> The data

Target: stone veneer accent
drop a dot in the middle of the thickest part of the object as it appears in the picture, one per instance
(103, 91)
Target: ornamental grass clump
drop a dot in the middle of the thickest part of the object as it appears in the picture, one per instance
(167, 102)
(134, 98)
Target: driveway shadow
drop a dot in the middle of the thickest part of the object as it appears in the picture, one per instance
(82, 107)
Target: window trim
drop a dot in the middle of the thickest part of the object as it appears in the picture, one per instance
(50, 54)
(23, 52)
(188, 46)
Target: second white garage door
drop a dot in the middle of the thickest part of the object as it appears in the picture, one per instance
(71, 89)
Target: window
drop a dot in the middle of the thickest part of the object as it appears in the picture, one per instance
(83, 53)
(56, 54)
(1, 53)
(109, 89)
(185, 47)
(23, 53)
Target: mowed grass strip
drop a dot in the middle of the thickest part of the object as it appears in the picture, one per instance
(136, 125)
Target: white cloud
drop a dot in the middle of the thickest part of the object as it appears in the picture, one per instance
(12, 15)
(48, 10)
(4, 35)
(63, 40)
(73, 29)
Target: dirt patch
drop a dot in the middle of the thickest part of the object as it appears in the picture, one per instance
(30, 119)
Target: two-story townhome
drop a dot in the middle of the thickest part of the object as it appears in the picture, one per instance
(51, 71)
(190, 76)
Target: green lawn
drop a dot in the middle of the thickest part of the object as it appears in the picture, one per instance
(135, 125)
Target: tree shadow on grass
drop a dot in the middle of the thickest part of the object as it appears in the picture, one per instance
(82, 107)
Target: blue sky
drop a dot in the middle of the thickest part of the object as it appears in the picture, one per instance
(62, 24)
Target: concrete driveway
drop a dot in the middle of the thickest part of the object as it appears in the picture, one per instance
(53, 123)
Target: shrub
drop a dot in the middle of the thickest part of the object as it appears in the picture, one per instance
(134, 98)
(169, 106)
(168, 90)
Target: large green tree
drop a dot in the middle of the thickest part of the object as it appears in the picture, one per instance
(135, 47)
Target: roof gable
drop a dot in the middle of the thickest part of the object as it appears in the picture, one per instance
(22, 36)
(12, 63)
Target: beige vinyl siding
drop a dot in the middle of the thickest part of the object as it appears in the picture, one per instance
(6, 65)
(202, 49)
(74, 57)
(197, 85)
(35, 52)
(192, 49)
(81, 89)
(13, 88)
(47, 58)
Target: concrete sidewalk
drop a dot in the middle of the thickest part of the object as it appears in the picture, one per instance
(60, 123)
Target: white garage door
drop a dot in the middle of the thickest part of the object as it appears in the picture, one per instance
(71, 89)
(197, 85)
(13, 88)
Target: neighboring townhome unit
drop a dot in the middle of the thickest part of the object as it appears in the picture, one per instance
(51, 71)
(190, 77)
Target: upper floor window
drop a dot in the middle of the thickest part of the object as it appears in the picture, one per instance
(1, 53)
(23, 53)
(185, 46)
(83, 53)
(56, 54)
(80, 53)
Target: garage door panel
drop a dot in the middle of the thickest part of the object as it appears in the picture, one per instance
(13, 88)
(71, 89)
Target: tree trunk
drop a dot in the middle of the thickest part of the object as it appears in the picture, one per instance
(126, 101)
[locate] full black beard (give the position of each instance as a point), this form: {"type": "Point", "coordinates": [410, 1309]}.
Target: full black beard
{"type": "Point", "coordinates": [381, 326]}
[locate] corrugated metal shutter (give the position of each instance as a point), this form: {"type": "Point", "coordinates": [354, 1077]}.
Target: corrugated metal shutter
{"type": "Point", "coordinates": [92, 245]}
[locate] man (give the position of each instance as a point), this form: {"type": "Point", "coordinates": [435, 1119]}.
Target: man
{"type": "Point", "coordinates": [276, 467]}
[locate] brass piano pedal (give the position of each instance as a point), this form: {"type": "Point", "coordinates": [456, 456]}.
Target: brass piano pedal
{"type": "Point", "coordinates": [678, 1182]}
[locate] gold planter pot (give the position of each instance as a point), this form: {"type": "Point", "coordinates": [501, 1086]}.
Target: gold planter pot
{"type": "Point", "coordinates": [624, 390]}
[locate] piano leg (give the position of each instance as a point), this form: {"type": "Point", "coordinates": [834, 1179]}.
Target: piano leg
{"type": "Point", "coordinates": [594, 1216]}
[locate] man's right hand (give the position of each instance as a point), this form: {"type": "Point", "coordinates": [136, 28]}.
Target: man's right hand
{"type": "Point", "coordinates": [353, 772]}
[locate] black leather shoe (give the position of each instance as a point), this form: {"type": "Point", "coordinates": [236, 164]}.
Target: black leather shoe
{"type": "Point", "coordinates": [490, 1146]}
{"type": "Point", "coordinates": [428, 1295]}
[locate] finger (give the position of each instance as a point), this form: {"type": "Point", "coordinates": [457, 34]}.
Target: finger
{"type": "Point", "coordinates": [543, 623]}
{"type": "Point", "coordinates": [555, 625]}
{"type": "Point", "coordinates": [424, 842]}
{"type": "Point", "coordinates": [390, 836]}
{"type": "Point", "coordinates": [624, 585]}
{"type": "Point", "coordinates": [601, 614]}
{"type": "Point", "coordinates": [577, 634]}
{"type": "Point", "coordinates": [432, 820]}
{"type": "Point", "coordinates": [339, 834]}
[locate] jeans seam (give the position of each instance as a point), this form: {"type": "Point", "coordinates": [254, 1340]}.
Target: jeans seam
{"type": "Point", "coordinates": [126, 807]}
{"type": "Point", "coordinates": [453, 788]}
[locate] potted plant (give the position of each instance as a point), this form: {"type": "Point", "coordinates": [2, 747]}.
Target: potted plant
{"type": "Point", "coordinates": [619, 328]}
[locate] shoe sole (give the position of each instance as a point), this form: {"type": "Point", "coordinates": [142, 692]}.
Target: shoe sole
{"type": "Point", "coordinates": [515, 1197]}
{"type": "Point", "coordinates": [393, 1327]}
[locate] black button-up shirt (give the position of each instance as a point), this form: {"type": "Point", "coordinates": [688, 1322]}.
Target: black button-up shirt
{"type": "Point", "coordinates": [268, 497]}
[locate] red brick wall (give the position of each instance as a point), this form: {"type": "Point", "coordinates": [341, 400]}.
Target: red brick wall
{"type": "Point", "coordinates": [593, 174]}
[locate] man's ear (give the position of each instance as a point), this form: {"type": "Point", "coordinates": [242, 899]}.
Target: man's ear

> Instructions for the task
I'd like every record written out exactly as given.

> Exercise result
Target: stone veneer accent
drop a dot in the middle of the thickest part of the object as it appears in the picture, one per instance
(103, 91)
Target: ornamental grass clump
drop a dot in the middle of the thickest part of the object as it appears in the picture, one per instance
(167, 102)
(134, 98)
Target: driveway shadow
drop a dot in the middle of the thickest part of the object as it appears in the picture, one per instance
(82, 107)
Target: window trim
drop a dot in the middle of the thickest part of the object as it appears in the picture, one per instance
(50, 54)
(23, 52)
(188, 46)
Target: second white garage door
drop a dot in the middle of the thickest part of the object as it appears in the picture, one per instance
(71, 89)
Target: window
drop a dot in the middle of the thickest part of the object as it appears in the picture, one per instance
(83, 53)
(56, 54)
(1, 53)
(109, 89)
(185, 47)
(23, 53)
Target: mowed grass strip
drop a dot in the middle of the thickest part of the object as it appears in the picture, one per instance
(136, 125)
Target: white cloud
drop a dot in the middle of the thickest part of the object as it appears in the picture, one per instance
(12, 15)
(48, 10)
(4, 35)
(63, 40)
(73, 29)
Target: dirt patch
drop a dot in the middle of the thickest part of the object as it appears in the picture, one per instance
(30, 119)
Target: two-story townhome
drop a dot in the middle of the thickest part of the object as it appears in the picture, one per instance
(51, 71)
(190, 76)
Target: green lawn
drop a dot in the middle of the thickest part of the object as it appears in the picture, one per instance
(135, 125)
Target: tree shadow on grass
drop a dot in the middle of the thickest part of the object as it appears in the picture, one per instance
(82, 107)
Target: blue sky
drop a dot in the middle of the thickest part of the object as it appears in the picture, one per instance
(62, 24)
Target: concrete driveway
drop a dot in the middle of the thickest part of the object as it appears in the picture, one per instance
(53, 123)
Target: shrub
drop a dot in the middle of the thickest part of the object as it appears in the picture, one per instance
(134, 98)
(169, 106)
(168, 90)
Target: large green tree
drop a dot in the middle of the thickest part of the object as it appears in the picture, one per instance
(135, 47)
Target: roof gable
drop a dot in the middle of the thickest part of the object as it appears in the picture, one per instance
(22, 36)
(12, 63)
Target: beige vinyl siding
drop a dot in the middle of the thickest part of the object as it appears in the picture, one per instance
(6, 65)
(202, 49)
(74, 57)
(197, 85)
(35, 52)
(192, 49)
(81, 89)
(13, 88)
(47, 58)
Target: concrete sidewalk
drop a dot in the middle of the thickest part of the object as it appears in the picture, one per instance
(60, 123)
Target: white garage door
drop a dot in the middle of the thickest part of the object as it appears in the picture, one per instance
(71, 89)
(197, 85)
(13, 88)
Target: neighboring townhome unit
drop a dot in the middle of the thickest part of the object as it appears in the picture, one per instance
(51, 71)
(190, 77)
Target: upper floor window
drop a dot in the middle of the thickest part of the object as it appears in the picture, one per instance
(1, 53)
(23, 53)
(185, 46)
(83, 53)
(56, 54)
(80, 53)
Target: garage door panel
drop a dot in the middle of the thickest part of the object as it appears in the picture, one per instance
(13, 88)
(71, 89)
Target: tree trunk
drop a dot in the middle of the thickest part of the object as it appears in the picture, one per instance
(126, 101)
[locate] full black beard (give the position of each instance as a point), this form: {"type": "Point", "coordinates": [410, 1309]}.
Target: full black beard
{"type": "Point", "coordinates": [381, 326]}
[locate] corrugated metal shutter (give the position of each instance as a point), this form: {"type": "Point", "coordinates": [354, 1077]}.
Target: corrugated metal shutter
{"type": "Point", "coordinates": [92, 245]}
[locate] man (give the position of each instance as a point), this form: {"type": "Point", "coordinates": [435, 1119]}.
Target: man
{"type": "Point", "coordinates": [276, 467]}
[locate] brass piano pedal (give the position of each instance as a point), this form: {"type": "Point", "coordinates": [456, 456]}.
Target: brass piano pedal
{"type": "Point", "coordinates": [678, 1182]}
[locate] gold planter pot (give the position of each instance as a point), this form: {"type": "Point", "coordinates": [501, 1086]}.
Target: gold planter pot
{"type": "Point", "coordinates": [624, 390]}
[locate] piano leg (give the position of each instance as a point), this form: {"type": "Point", "coordinates": [834, 1179]}.
Target: piano leg
{"type": "Point", "coordinates": [594, 1216]}
[locate] man's right hand (give the position of each instance as a point), this form: {"type": "Point", "coordinates": [136, 28]}.
Target: man's right hand
{"type": "Point", "coordinates": [353, 772]}
[locate] black leather shoe (give the position of each instance as a point), this form: {"type": "Point", "coordinates": [236, 164]}.
Target: black leather shoe
{"type": "Point", "coordinates": [490, 1146]}
{"type": "Point", "coordinates": [428, 1295]}
[locate] finger (give the position of each instance as a point), this form: {"type": "Point", "coordinates": [457, 34]}.
Target: finger
{"type": "Point", "coordinates": [543, 623]}
{"type": "Point", "coordinates": [555, 625]}
{"type": "Point", "coordinates": [424, 842]}
{"type": "Point", "coordinates": [390, 836]}
{"type": "Point", "coordinates": [624, 585]}
{"type": "Point", "coordinates": [601, 614]}
{"type": "Point", "coordinates": [577, 634]}
{"type": "Point", "coordinates": [432, 820]}
{"type": "Point", "coordinates": [339, 834]}
[locate] jeans seam (give the position of each instance as a point), this form: {"type": "Point", "coordinates": [254, 1340]}.
Target: jeans seam
{"type": "Point", "coordinates": [126, 807]}
{"type": "Point", "coordinates": [453, 788]}
[locate] potted plant (give the position of each instance as a point), this form: {"type": "Point", "coordinates": [2, 747]}.
Target: potted plant
{"type": "Point", "coordinates": [619, 328]}
[locate] shoe sole (give the position of each instance as a point), this form: {"type": "Point", "coordinates": [142, 692]}.
Target: shoe sole
{"type": "Point", "coordinates": [515, 1197]}
{"type": "Point", "coordinates": [393, 1327]}
[locate] black button-up shirt (give the position of each instance as a point), this form: {"type": "Point", "coordinates": [688, 1322]}.
Target: black button-up shirt
{"type": "Point", "coordinates": [268, 497]}
[locate] red brick wall (give the position of each instance as a point), this form: {"type": "Point", "coordinates": [341, 400]}.
Target: red brick wall
{"type": "Point", "coordinates": [593, 174]}
[locate] man's ear (give the position of each instance as a point), this form: {"type": "Point", "coordinates": [242, 899]}.
Target: man's ear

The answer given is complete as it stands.